→ **DO THIS**: Pull out every line in the material below that contains the string "mask". Case counts.

[start]

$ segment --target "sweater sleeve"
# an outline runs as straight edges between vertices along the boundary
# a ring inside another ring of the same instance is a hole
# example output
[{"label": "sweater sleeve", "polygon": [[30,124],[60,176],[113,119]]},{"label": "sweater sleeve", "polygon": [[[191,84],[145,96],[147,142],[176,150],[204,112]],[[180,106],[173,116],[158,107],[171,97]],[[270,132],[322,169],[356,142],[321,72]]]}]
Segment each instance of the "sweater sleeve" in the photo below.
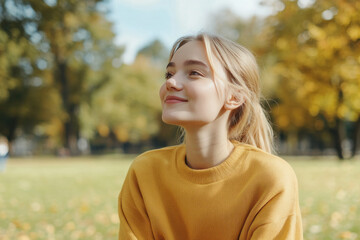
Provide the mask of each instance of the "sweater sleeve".
[{"label": "sweater sleeve", "polygon": [[118,200],[119,240],[154,239],[136,174],[132,168]]},{"label": "sweater sleeve", "polygon": [[250,229],[250,239],[302,240],[298,183],[292,170],[277,172],[264,185],[264,201],[259,204]]}]

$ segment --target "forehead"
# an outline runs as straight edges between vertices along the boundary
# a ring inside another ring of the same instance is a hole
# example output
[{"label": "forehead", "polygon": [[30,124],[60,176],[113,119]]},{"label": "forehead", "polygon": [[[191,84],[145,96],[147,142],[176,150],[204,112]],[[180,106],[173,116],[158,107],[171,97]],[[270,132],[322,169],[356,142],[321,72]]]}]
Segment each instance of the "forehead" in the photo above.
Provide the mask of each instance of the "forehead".
[{"label": "forehead", "polygon": [[199,60],[210,66],[206,55],[205,46],[200,41],[194,40],[185,43],[175,52],[171,62],[181,64],[188,59]]}]

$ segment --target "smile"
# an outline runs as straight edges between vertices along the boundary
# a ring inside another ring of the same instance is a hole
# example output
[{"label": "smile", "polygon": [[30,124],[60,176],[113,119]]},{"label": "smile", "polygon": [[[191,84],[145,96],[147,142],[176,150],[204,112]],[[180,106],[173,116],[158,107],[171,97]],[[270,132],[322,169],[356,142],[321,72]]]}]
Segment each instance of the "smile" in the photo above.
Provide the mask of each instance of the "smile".
[{"label": "smile", "polygon": [[177,97],[177,96],[167,96],[165,99],[165,103],[180,103],[180,102],[187,102],[185,98]]}]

[end]

→ **ANSWER TO THIS EXERCISE**:
Provide the mask of each instance of the "sweater sleeve".
Provide the mask of each instance of the "forehead".
Provide the mask of each instance of the "smile".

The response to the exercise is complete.